Join Patrick Gale to talk about our June Book of the Month, A PERFECTLY GOOD MAN, TONIGHT, Weds 27 June 9-10pm

146 replies

TillyBookClub · 30/05/2012 22:40

Patrick Gale is fast becoming a National Treasure. Our June choice, A PERFECTLY GOOD MAN, is his seventeenth book. That alone deserves some kind of gong from the Queen. But it is also his particular style of quiet, intelligent, clear and humorous writing that makes him a very British talent. You always feel as if you know his characters, that they were in your local Post Office just this morning, and you recognize their human frailty and tangled emotions.

Barnaby Johnson, the hero of this month's book, is a priest in a small West Cornwall parish. Each chapter is a snapshot of different people in the parish, at different times of their life, all of whom are connected to Barnaby. Slowly and deliciously, the story unfolds like backwards origami, with secrets and triumphs and betrayals opening out in sequence.

☆ ☆ ☆

◆ **Challenge a**
Report how many lines of the records contain the string "covered". Give only the number.
The text and the records have no connection to each other.

☆ ☆ ☆

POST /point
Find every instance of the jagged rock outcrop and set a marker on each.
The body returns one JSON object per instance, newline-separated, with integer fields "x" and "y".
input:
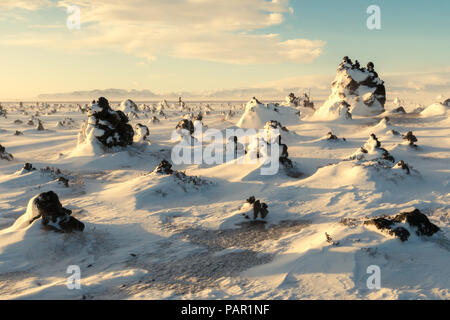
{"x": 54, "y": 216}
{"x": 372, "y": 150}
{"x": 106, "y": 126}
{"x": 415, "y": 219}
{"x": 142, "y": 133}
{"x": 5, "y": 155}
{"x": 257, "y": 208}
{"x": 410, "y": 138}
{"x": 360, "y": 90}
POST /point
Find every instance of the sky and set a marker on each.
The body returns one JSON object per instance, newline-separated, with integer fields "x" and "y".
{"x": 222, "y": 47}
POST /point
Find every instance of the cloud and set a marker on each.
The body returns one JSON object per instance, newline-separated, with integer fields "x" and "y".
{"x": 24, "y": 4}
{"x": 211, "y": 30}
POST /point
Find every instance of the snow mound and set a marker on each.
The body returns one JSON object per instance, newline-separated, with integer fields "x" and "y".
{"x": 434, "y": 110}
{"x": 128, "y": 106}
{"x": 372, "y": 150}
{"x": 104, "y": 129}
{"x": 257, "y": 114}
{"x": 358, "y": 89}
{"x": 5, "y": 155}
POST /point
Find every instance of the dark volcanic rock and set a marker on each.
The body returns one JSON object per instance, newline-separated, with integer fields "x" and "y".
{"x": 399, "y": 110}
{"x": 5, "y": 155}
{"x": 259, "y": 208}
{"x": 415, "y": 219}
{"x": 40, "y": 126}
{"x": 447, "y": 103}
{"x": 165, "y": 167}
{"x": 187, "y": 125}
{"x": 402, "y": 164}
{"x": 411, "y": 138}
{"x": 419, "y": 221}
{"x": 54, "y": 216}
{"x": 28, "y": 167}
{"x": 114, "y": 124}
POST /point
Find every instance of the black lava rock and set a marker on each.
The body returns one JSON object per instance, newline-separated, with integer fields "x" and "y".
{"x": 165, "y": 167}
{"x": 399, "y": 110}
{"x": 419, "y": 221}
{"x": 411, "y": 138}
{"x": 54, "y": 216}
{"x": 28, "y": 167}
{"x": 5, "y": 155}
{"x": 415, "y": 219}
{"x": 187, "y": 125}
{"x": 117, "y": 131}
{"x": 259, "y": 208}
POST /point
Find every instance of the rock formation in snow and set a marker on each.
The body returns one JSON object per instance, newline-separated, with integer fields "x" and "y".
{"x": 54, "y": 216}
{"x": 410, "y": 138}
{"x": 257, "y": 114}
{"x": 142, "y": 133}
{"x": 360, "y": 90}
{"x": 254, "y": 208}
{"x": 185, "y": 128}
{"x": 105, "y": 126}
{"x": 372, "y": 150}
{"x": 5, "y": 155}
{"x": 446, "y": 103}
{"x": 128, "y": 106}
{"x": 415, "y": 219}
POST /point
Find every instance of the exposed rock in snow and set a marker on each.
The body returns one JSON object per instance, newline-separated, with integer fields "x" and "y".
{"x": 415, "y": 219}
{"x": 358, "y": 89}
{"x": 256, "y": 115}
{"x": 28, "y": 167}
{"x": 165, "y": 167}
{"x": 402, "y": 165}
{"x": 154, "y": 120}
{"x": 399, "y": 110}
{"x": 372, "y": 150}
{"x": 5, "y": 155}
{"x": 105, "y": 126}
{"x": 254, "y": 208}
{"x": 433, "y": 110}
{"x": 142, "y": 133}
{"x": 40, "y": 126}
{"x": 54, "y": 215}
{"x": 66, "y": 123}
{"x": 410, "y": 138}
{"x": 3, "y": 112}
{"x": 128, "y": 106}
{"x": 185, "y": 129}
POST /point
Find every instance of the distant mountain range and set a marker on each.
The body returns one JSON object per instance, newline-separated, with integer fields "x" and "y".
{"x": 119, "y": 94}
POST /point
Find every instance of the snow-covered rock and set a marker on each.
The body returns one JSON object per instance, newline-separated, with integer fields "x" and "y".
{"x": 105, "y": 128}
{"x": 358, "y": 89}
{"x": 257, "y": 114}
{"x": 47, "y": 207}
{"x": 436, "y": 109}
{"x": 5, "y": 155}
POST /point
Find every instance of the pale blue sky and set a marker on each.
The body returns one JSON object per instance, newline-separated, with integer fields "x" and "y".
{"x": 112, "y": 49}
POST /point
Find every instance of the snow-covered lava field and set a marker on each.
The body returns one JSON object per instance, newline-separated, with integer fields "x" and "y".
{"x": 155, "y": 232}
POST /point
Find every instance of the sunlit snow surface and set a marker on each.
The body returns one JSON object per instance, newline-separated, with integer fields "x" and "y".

☆ ☆ ☆

◆ **Challenge b**
Translate this sentence from the book club post into Spanish: "Barnaby Johnson, the hero of this month's book, is a priest in a small West Cornwall parish."

◆ **Expected output a**
2

◆ **Expected output b**
Barnaby Johnson, el protagonista del libro de este mes, es sacerdote en una pequeña parroquia del oeste de Cornualles.